__WRITTEN TASKS__
**1.** According to the passage on the hard parts of data science, what is the likely ultimate metric of success for the Chicago Department of Public Health?
**2.** Continue the passage on the hard parts of data science, picking up right after its final sentence.

Any professional data scientist or statistician will tell you this is the easy part. Once you’ve got a nice CSV filled with data, it’s usually pretty clear what the battery of models are that you would probably run on that data. Indeed, there’s now a sort of “meta-Kaggle” competition where academics build algorithms that automatically write solutions to Kaggle problems! These typically do pretty well.
The hard parts about statistics and data science is what comes before you even start to model the data. How was it generated? What assumptions does that imply about your data? What does it look like? Does the data look like it reflects those assumptions? And so forth.
And what do you want to do with this data and what does this imply about what metric of success you should impose? If you’re Google or Facebook, you want to sell more ads, so likely you want more profit as your ultimate metric. If you’re the Chicago Department of Public Health and you’re trying to stop children from contracting lead poisoning, then likely your ultimate metric of success is fewer children with lead poisoning. But these are long term metrics, and so how do you translate them into objectives that you can actually train against?
These questions are the hard ones, and proficiency in answering them is much harder to measure than filling in a few bubbles on a standardized test. They must include writing, long form, explaining choices made and why those choices led where they did. Of course, this sort of mathematical and statistical long form writing isn’t what we typically think of as writing in schools. Instead we imagine portfolios of fictional stories or persuasive essays. This writing would be filled with tables and math and charts and executive summaries, but its ultimate goal, persuading the reader to accept its conclusions, is a completely familiar one.

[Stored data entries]
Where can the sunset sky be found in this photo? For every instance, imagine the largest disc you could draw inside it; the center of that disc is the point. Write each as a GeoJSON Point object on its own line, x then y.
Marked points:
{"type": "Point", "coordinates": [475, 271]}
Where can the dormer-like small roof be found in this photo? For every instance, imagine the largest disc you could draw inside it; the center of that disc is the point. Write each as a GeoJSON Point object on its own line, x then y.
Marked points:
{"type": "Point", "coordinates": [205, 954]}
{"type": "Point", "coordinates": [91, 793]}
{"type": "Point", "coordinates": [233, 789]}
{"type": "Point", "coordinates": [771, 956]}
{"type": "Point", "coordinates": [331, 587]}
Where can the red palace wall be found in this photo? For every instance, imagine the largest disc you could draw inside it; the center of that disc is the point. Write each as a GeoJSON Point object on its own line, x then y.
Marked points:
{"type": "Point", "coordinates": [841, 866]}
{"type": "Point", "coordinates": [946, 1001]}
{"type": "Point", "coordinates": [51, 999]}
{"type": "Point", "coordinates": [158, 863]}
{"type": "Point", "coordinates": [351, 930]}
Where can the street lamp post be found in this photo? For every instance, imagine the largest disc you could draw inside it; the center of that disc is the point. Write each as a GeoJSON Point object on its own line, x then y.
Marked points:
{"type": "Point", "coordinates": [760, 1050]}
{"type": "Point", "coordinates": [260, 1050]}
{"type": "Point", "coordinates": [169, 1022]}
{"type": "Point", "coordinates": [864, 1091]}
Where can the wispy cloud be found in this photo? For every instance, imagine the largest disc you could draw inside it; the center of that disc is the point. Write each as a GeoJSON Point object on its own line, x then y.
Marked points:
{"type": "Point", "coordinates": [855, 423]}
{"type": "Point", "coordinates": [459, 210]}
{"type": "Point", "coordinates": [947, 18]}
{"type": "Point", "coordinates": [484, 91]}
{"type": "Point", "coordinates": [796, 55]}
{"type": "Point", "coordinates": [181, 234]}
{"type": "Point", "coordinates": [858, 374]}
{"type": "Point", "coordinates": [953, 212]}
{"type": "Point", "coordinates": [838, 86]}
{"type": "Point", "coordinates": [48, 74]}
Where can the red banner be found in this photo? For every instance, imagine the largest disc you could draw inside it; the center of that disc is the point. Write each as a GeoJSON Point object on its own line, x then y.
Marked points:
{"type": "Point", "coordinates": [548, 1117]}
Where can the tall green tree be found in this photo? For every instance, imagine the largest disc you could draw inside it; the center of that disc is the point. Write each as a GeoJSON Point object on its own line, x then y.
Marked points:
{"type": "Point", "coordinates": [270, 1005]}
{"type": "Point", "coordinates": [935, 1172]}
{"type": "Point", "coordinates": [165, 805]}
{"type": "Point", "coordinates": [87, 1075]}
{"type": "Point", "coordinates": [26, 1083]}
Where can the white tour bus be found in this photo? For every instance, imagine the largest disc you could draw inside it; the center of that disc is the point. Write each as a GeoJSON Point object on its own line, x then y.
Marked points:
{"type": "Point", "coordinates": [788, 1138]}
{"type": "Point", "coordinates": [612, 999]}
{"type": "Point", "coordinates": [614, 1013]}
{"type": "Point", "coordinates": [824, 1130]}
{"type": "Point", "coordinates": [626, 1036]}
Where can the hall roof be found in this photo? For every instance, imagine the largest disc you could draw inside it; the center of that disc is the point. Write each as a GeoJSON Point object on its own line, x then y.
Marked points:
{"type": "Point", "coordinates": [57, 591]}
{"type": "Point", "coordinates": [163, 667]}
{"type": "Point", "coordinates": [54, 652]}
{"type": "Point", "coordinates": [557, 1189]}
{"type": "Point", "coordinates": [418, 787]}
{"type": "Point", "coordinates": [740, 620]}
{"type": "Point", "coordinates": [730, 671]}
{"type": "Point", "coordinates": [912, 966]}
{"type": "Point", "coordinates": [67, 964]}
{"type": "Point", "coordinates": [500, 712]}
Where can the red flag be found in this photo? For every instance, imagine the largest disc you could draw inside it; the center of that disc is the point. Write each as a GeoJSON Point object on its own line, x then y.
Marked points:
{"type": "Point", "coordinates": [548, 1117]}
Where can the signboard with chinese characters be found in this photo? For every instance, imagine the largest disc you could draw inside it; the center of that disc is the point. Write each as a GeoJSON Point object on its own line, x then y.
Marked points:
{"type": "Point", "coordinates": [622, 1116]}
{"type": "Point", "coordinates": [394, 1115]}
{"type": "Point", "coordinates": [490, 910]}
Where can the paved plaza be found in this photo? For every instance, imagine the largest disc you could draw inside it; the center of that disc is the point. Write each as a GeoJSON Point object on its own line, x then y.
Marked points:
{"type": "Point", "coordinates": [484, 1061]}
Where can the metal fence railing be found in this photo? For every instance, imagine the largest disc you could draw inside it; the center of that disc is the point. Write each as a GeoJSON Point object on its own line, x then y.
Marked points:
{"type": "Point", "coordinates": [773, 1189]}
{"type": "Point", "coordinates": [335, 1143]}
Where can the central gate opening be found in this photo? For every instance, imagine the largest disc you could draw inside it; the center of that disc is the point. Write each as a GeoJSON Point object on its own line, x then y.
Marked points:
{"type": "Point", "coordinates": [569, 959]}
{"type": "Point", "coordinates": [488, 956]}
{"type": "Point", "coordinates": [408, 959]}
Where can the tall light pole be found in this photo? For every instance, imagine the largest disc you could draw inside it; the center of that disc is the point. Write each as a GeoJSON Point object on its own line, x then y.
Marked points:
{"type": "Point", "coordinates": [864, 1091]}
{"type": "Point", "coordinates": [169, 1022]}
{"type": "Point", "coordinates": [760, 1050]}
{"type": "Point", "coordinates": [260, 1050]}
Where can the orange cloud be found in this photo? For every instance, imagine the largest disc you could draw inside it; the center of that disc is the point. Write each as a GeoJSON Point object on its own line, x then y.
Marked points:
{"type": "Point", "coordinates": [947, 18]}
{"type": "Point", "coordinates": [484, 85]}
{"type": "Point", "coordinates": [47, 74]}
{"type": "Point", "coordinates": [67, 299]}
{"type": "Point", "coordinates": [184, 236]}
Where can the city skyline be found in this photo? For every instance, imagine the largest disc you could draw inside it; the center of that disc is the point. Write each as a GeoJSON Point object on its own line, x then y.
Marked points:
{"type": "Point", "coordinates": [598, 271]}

__ANSWERS TO THE EXERCISES__
**1.** Fewer children with lead poisoning.

**2.**
To assess these skills, we must teach teachers how to teach a new form of writing, and we must grade it. Of course, long form writing takes much more time to grade than multiple choice answers, and so we must find new ways to grade this writing.
The Third Bias: Learning Happens only in the Classroom
This brings us to a third bias which prevents the curriculum from changing: the troubling view that the classroom is the sole responsibility of the teacher. This view leads to many bad behaviors, I think, but most relevant here is simply the fact that teachers and teachers alone must grade literally everything that students produce in the class. But what if some of the grading could be outsourced, or perhaps “insourced”? What if students could grade each other’s work? What if teachers from other schools could grade students’ work? What if parents could grade students’ work? What if parents could grade students who aren’t their children’s work? What if members of the community at large could grade students’ work? What if somebody from the next state over or the next country over could grade students’ work?
This idea is not new. Science fairs are often graded by a “distinguished panel of (non-)experts” and AP tests which involve essays are graded in big hotel ballrooms by college faculty and high school teachers. Students critiquing each other’s work is often an integral part of creative writing classes, if not English classes in middle and high schools. In some places, they’re even letting community members grade some projects and classes.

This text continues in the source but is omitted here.